Extract from the listing each line in which the word "electrical" appears.

***** RECORD SET *****

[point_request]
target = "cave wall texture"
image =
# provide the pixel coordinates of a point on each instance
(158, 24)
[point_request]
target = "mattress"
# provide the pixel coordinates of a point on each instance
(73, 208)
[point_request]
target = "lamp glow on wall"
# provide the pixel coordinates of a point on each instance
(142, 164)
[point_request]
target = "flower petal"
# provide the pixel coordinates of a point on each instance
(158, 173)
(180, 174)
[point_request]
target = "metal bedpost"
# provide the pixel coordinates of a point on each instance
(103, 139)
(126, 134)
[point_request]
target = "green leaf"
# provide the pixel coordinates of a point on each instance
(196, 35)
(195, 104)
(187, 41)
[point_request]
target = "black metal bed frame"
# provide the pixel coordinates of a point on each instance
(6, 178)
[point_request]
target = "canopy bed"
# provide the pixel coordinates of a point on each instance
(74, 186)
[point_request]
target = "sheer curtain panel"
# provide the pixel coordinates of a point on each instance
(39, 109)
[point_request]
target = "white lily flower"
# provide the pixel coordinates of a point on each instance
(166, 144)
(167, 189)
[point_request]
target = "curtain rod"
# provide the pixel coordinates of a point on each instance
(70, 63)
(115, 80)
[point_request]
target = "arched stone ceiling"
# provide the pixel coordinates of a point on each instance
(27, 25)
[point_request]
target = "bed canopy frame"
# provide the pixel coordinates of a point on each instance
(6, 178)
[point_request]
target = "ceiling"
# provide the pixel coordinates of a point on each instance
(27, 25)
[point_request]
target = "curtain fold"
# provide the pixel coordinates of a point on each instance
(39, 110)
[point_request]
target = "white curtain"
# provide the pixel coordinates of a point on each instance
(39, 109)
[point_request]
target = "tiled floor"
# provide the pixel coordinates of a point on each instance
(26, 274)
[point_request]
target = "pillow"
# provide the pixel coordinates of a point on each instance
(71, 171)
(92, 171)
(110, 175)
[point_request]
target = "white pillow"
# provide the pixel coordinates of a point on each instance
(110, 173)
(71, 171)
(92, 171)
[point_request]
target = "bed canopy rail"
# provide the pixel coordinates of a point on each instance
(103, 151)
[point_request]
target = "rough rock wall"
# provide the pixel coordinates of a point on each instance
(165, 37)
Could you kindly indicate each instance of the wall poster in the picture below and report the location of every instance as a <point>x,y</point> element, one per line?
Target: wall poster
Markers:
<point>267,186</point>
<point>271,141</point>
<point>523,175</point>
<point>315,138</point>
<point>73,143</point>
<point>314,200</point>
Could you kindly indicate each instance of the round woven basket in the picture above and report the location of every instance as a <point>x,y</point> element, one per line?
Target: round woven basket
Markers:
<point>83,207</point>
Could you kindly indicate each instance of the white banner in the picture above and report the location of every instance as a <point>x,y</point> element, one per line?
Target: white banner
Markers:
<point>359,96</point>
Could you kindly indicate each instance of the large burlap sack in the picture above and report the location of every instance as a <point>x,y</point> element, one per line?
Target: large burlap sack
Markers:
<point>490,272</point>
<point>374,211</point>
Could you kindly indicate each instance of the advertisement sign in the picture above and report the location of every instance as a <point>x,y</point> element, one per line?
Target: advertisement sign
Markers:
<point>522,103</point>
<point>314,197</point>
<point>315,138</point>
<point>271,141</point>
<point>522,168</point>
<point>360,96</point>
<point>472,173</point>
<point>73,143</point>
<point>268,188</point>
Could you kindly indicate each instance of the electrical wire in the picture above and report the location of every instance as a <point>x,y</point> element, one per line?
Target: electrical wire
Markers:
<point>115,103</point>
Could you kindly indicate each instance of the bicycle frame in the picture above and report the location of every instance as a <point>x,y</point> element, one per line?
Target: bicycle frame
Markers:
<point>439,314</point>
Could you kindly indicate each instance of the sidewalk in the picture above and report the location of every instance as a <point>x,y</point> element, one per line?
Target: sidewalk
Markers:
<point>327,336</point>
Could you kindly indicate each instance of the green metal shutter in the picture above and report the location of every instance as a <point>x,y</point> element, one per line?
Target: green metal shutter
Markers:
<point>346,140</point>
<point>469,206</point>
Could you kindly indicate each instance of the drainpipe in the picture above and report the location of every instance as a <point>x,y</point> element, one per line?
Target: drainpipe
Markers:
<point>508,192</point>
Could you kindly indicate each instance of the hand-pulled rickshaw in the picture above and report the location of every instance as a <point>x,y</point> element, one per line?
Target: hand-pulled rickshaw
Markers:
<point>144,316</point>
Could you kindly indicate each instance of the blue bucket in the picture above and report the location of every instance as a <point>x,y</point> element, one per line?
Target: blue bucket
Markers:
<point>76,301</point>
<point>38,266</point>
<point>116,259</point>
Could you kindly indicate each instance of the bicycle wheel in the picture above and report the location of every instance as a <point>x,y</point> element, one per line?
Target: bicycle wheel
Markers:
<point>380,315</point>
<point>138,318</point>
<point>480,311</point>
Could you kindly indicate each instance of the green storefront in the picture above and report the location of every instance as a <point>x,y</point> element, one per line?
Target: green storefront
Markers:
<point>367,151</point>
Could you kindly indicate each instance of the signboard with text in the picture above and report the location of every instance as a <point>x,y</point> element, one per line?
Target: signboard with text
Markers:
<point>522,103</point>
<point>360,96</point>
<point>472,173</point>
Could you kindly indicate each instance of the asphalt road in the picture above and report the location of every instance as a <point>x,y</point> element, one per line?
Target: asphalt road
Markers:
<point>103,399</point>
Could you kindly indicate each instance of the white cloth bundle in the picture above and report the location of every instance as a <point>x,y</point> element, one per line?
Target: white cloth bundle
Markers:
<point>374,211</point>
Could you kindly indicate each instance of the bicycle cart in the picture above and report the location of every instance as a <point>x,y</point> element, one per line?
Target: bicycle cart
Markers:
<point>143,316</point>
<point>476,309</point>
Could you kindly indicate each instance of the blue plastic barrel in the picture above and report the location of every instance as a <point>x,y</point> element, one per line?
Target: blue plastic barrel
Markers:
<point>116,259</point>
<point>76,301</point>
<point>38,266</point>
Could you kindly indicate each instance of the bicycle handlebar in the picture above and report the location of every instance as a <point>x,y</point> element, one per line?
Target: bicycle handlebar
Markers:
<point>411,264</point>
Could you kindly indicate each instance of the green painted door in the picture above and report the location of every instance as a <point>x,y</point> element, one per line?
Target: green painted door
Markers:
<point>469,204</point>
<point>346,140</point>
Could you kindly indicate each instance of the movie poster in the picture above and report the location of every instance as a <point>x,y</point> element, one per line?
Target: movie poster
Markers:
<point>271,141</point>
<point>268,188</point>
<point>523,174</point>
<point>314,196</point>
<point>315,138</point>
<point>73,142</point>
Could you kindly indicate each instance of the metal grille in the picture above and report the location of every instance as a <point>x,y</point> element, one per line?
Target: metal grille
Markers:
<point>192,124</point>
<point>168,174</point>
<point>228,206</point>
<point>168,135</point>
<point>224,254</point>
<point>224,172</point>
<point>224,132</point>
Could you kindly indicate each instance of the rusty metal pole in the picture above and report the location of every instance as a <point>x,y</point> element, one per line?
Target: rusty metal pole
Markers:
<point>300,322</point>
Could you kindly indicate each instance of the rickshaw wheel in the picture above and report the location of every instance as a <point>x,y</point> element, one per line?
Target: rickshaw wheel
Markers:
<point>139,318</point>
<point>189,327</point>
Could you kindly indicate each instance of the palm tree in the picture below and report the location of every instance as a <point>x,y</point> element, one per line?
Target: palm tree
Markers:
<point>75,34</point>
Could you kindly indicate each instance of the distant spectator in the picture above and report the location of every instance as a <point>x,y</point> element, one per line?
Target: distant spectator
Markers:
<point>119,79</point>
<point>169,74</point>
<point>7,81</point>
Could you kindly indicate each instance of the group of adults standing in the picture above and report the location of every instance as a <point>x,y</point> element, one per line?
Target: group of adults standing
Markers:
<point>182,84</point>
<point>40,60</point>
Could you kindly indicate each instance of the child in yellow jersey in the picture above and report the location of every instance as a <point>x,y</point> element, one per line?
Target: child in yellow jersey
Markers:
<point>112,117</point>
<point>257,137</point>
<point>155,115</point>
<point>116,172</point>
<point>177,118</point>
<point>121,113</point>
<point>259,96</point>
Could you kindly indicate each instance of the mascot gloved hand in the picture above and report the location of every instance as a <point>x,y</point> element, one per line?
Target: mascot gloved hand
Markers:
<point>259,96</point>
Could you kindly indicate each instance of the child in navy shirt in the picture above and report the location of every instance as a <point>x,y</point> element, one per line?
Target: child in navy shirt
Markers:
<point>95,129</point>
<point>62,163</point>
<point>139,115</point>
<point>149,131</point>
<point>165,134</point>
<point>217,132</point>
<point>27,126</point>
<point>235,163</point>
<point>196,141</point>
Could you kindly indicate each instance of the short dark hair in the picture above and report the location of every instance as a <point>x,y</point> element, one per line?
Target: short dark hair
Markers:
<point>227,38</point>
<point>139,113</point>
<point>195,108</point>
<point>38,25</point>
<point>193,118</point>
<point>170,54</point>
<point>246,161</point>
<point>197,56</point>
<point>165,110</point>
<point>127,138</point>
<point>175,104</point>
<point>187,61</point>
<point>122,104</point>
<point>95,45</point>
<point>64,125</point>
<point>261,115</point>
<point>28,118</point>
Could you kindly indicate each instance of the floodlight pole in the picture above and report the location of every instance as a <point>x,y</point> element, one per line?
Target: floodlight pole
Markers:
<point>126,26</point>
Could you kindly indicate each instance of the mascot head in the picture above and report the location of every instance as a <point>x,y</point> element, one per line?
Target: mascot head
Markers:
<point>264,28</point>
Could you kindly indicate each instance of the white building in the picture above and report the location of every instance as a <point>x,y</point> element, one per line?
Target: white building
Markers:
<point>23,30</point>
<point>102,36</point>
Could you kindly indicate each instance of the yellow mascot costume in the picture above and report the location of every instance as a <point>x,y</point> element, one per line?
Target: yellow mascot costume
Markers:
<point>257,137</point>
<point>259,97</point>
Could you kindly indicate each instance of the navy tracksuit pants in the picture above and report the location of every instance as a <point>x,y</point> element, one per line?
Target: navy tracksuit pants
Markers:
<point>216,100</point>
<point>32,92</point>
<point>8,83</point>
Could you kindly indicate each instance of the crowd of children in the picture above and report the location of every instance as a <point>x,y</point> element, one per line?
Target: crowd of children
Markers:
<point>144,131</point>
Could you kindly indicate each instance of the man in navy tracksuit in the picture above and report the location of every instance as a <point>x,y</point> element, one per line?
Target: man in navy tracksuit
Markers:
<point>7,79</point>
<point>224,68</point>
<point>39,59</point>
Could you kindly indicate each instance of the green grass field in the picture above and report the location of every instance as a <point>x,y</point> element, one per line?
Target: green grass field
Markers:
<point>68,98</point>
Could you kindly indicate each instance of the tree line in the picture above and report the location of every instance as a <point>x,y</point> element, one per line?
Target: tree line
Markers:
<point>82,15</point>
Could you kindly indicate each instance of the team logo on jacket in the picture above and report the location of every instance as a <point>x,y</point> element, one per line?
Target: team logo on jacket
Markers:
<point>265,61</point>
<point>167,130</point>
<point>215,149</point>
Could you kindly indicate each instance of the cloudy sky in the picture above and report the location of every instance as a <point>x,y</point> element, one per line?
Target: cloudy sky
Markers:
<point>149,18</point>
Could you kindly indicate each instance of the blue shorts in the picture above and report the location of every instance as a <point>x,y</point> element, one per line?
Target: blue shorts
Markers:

*****

• _RESULT OF THE EXERCISE_:
Could you kindly indicate each instance of the electrical wire in the picture above and report the location of every instance as a <point>x,y</point> element, one per line?
Target: electrical wire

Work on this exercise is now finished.